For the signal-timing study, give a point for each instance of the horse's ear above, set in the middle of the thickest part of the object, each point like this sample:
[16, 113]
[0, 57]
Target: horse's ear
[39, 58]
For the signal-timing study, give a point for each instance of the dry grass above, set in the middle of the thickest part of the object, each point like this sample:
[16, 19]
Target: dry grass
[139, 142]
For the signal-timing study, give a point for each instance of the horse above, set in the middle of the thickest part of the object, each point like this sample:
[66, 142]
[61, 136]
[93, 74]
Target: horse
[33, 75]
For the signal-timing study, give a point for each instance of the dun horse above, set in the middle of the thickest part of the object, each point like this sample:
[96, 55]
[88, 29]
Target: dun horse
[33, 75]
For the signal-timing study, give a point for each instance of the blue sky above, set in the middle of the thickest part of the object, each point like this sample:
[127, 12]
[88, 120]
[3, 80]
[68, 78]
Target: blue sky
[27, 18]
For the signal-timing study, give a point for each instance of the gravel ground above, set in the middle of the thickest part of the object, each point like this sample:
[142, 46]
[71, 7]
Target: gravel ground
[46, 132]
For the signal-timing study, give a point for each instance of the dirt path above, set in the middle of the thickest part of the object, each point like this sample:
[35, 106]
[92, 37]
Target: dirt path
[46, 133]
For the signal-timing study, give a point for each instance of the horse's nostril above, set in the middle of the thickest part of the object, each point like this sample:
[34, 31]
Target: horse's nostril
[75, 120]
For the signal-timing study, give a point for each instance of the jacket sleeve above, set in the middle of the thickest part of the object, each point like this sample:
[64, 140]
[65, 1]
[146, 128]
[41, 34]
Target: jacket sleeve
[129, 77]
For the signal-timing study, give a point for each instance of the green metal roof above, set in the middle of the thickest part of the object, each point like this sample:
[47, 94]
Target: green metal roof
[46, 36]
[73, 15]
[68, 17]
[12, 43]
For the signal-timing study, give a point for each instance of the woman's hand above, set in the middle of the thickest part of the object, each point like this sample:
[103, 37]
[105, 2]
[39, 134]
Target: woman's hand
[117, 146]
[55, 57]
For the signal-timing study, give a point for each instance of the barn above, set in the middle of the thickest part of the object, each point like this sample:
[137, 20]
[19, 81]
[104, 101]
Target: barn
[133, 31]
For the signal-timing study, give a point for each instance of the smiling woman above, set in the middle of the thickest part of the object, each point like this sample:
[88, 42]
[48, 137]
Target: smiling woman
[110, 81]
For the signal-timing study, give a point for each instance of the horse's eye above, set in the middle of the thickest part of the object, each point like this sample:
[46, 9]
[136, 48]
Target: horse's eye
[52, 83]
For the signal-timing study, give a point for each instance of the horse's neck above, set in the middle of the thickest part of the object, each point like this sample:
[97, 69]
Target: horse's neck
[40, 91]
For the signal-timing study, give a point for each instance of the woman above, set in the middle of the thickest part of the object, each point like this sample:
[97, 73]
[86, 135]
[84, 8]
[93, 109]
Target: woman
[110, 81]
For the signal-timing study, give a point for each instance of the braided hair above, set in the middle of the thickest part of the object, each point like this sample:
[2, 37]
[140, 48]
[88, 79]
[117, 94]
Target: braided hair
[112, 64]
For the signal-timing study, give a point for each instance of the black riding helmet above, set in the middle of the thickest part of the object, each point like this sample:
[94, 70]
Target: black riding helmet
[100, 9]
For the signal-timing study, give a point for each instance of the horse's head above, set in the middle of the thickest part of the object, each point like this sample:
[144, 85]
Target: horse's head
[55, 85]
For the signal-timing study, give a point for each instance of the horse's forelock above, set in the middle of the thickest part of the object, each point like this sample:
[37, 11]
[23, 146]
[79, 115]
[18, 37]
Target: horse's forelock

**How to complete this task:** Report all lines of the material that contain the word "forelock".

**Result for this task:**
For the signal-timing study, give a point for each instance of the horse's forelock above, set in the middle of the thickest part of the object, each point like this sample:
Target: horse's forelock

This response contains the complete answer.